_EXTRACT_.
Let’s look at the incidents:
*Joseph, engaged to Mary, finds out she’s pregnant and plans to dismiss her quietly rather than publicly shame her. “But just when he had resolved to do this, an angel appeared to him in a dream and told him, ‘Don’t be afraid to take Mary as your wife, for the child conceived in her is from the Spirit…’”
*The angel Gabriel appeared to the elderly, childless Zechariah to announce that his barren elderly wife will bear a son, John. (John later paved the way for his cousin Jesus’ ministry.)
*The angel Gabriel also appeared to Mary and told her about her miraculous pregnancy.
*An angel appeared to shepherds in their fields and then a multitude of angels announced Jesus’ birth to them.
*In the Epiphany story, the Magi set off alarms for King Herod the so-called Great who was threatened that they had come to find a “newborn King.” After the magi visited Jesus and then left, an angel of the Lord appeared to Joseph in a dream and said, “Get up, take the child and his mother and flee to Egypt and remain there until I tell you, for Herod is about to search for the child to destroy him.”
*Then when Herod dies, another angel appeared to Joseph in Egypt, “Get up, take the child and his mother and go back to Israel.”
*Joseph was warned again in a dream (by an angel presumably) to go to Galilee rather than Judea.
Many, many interruptions by angels! The biblical stories of angels are often dismissed as myth. However, I know from stories I’ve heard privately and ones I’ve read about, that angels have interrupted many modern people’s lives. One story I love comes from a friend whose neighbor’s house caught on fire. The little children who had been upstairs in their bedrooms on the 2nd floor were found standing on the lawn, completely unharmed. The children said they were rescued from a second story window by “a really tall man who reached up and pulled them out and put them on the ground.” There, of course, was no one around.
Angels have certainly interrupted my life. I’ve written about some of these stories in my books, My Karma Ran Over My Dogma and Confessions of a Mystic Soccer Mom. For so many incidents of angel interruptions, I lament that we are reluctant to talk about such things publicly. Perhaps it’s because angels in general are often scoffed at, as they don’t fit very well into the modern mindset (according to scientific materialistic and corresponding psychological paradigms). However, the irony is that with modern scientific technology, angels are being captured via digital cameras, and the through social media, angel news is spreading. Last year, I asked my archangel to appear, because I wanted to take a picture of the orb with my rinky-dink digital camera. I was in the front yard of our home and this is what I got--
And here’s an angel interruption that I love from the news during Christmas 2008.

_DATA LISTING_.
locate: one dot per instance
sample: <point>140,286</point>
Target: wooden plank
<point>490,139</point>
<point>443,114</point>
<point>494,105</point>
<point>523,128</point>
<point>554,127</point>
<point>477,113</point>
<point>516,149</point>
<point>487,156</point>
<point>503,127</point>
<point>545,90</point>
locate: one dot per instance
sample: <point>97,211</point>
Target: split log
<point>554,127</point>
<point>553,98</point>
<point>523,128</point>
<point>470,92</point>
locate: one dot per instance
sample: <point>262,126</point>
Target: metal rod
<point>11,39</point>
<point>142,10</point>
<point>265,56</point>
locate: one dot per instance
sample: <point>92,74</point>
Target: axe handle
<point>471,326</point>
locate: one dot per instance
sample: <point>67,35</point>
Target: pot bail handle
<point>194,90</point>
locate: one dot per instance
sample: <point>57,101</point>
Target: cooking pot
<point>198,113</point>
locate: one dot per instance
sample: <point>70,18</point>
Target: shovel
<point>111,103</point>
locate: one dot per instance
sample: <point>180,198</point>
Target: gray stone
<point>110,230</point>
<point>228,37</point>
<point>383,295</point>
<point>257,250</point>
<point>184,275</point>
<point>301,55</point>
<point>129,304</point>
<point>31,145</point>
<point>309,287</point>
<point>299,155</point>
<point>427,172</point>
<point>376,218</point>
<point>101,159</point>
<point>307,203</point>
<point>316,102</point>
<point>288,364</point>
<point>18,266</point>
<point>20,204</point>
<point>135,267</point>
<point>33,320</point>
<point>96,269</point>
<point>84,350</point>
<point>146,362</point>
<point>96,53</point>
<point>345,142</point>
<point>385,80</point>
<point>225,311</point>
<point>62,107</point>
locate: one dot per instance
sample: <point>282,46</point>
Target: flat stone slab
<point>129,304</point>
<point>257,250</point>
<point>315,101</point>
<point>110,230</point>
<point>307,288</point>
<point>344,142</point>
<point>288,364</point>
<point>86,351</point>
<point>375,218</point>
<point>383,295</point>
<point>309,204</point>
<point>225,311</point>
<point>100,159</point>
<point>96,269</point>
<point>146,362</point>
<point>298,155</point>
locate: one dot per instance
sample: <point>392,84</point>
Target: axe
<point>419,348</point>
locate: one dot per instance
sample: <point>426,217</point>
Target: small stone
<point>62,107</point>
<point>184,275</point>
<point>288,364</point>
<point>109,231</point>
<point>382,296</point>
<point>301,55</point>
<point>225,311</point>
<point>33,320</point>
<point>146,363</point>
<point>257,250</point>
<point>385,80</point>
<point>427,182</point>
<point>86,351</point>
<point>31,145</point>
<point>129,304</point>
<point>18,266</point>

---

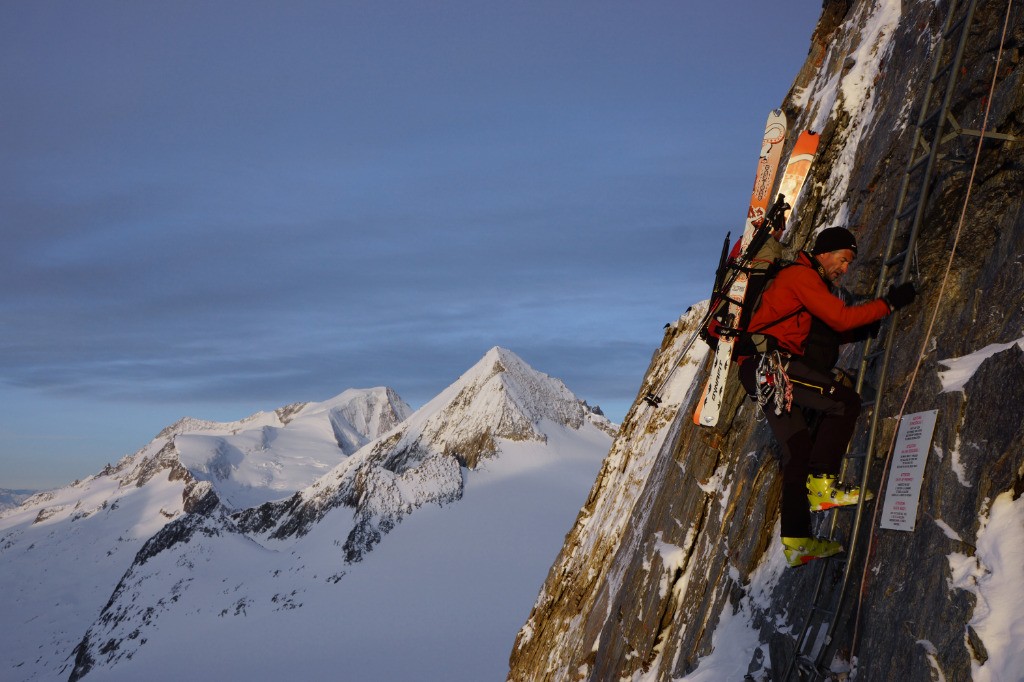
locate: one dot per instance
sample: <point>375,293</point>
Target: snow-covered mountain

_REQUIREMENT A_. Return the passage from the angel piece, word for word, starting at "Let’s look at" and ending at "birth to them.".
_REQUIREMENT B_. Summarize the angel piece in two sentences.

_CORRECT ANSWER A_.
Let’s look at the incidents:
*Joseph, engaged to Mary, finds out she’s pregnant and plans to dismiss her quietly rather than publicly shame her. “But just when he had resolved to do this, an angel appeared to him in a dream and told him, ‘Don’t be afraid to take Mary as your wife, for the child conceived in her is from the Spirit…’”
*The angel Gabriel appeared to the elderly, childless Zechariah to announce that his barren elderly wife will bear a son, John. (John later paved the way for his cousin Jesus’ ministry.)
*The angel Gabriel also appeared to Mary and told her about her miraculous pregnancy.
*An angel appeared to shepherds in their fields and then a multitude of angels announced Jesus’ birth to them.

_CORRECT ANSWER B_. The angel piece lists biblical incidents in which angels appeared to Joseph, Zechariah, Mary and shepherds, announcing births and telling Joseph to flee to Egypt from Herod and later to return. It then says angels have interrupted modern lives too, citing children pulled from a burning house by "a really tall man" when no one was around, and the writer's own experiences, including asking an archangel to appear in order to photograph the orb.